■ **Tareas por realizar**
#1 En el texto sobre los conflictos de límites intermunicipales, ¿cuál de los casos mencionados tiene carácter transfronterizo con México?
#2 Prolonga, por favor, el texto sobre los conflictos de límites intermunicipales a partir de su última oración.

■ **Texto proporcionado**
_ _ _ _

Por Carlos Fredy Ochoa García[1]
Los conflictos intermunicipales por límites territoriales han sido un problema crítico para los pueblos indígenas en toda Mesoamérica. La larga duración de estos conflictos obliga a pensar, por un lado, en la ruptura constante de los territorios indígenas desde el colonialismo; y por otro, las rupturas de la institucionalidad indígena bajo ataque permanente desde la fundación del Estado; sin estos preámbulos, no se entenderá que mucho de lo que está en juego en estos conflictos son cuestiones como la pertenencia de los individuos a su comunidad y la presión por soluciones autonómicas que surge de las propias comunidades, porque lo que se defiende son sus poderes y sus territorios.
En Guatemala hay un gran número de municipios con conflictos de limites intermunicipales, sin embargo, hay un vació estadístico para dimensionar esta situación y un gran vacío jurídico e institucional para atenderlos problemas. En los últimos treinta años, en medio de la conflictividad agraria del país, una media docena de estos conflictos han escalado ocasionalmente, aunque ninguno llegó al punto alcanzado por Nahualá-Ixtahuacán. Estos otros casos son los de Argueta-Barreneche; Pitzal-Zanjón-Tierra Blanca; Ixchiguan-Tajumulco; Sija-Buenabaj; y el Quetzal-Tziscao, este último de carácter transfronterizo con México.
Este breve artículo analiza las debilidades en la negociación, tanto indígenas como estatales, para dar salida al conflicto Nahualá-Ixtahuacán. No hay bases para un abordaje común para este conflicto. No solo porque el Estado ha fallado en desarrollar una cultura de resolución de conflictos, privilegiando históricamente las salidas autoritarias, sino, porque sus planes de mediación, marcados por un racismo institucional, no contemplan tomar en cuenta los mecanismos locales tradicionales mayas de resolución de conflictos en sus potencialidades y debilidades.

_ _ _ _

■ **Filas proporcionadas**
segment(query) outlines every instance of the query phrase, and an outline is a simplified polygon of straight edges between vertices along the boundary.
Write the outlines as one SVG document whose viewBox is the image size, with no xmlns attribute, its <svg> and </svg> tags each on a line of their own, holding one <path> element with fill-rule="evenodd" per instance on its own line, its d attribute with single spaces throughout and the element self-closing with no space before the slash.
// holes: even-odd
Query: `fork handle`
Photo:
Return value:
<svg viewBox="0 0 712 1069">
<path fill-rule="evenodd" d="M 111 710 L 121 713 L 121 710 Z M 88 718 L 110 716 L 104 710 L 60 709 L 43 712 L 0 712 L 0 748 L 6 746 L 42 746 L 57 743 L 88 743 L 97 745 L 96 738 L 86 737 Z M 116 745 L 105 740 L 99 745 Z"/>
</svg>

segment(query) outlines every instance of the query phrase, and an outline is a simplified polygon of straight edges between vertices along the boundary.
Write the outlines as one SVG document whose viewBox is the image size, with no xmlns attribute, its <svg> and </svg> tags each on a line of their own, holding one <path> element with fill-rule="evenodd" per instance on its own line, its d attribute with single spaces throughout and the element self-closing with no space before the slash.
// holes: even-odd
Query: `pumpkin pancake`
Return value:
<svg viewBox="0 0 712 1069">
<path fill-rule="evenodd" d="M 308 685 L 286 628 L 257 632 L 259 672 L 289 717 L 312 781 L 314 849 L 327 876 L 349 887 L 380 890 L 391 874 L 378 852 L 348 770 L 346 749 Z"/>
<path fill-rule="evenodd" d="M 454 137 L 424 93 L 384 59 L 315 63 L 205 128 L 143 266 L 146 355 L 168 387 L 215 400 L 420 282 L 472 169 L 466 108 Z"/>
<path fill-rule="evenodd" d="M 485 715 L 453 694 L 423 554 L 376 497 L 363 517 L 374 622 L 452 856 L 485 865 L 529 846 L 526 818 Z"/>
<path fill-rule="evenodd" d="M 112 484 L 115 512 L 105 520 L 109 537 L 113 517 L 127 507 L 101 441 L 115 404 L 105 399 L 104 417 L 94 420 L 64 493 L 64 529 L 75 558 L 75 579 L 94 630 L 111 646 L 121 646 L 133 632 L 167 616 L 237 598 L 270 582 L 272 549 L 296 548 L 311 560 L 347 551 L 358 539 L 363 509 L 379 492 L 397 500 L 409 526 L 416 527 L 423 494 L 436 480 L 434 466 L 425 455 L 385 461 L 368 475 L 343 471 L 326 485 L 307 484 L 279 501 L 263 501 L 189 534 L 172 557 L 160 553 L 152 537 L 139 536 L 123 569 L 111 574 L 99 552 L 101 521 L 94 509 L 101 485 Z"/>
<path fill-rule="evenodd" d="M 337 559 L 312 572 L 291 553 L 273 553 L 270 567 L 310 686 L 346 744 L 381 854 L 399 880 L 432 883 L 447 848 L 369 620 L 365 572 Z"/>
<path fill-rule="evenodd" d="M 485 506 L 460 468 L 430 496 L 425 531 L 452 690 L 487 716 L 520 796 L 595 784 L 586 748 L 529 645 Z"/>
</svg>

_ _ _ _

■ **Respuestas del ejercicio**
#1 El Quetzal-Tziscao.

#2
El Estado de Guatemala nunca estuvo en peores condiciones para enfrentar un episodio como el actual. Transcurrió año y medio desde la firma de los acuerdos en Sololá, del 18 de agosto 2020 (ver video sobre estos acuerdos en Prensa Libre 18/06/2020); promovidos por el vicepresidente Castillo, para mediar en esta crisis, pero este plan fracaso ostensiblemente; igualmente otros tres acuerdos de convivencia pacífica que se han firmado entre estas comunidades en los últimos 10 años.
Después del último fracaso, el vicepresidente ha sido borrado de la escena y remplazado por el mismo presidente y su equipo de seguridad, quienes no han vacilado en securitizar el conflicto sobre toda otra consideración, al punto que para tomar decisiones el presidente ha recurrido a una moneda al aire para librar a la suerte, y echar por la borda, cuestiones vitales en toda negociación. El punto es que, en total desprecio de las tradiciones indígenas de diálogo que, como se discute más adelante, se basan en acuerdos públicos y discusiones asamblearias, el gobierno impone sus procedimientos de diálogo y negociación. Tal es la cuestión que se analiza aquí.
La historia geopolítica de la región y sus rupturas territoriales
Los pueblos de esta región han venido sufriendo un continuo proceso colonial de fragmentación territorial. Su unidad se basaba en una antigua entidad política k’íche’, llamada Tzi’Ja’ Raxk’im, muy bien identificada en las antiguas crónicas indígenas. Su extenso territorio iniciaba desde un lugar llamado “El Alto”, en la sierra de Parraxkin, bordeaba el lago de Atitlán, extendiéndose hasta las tierras bajas de la boca costa.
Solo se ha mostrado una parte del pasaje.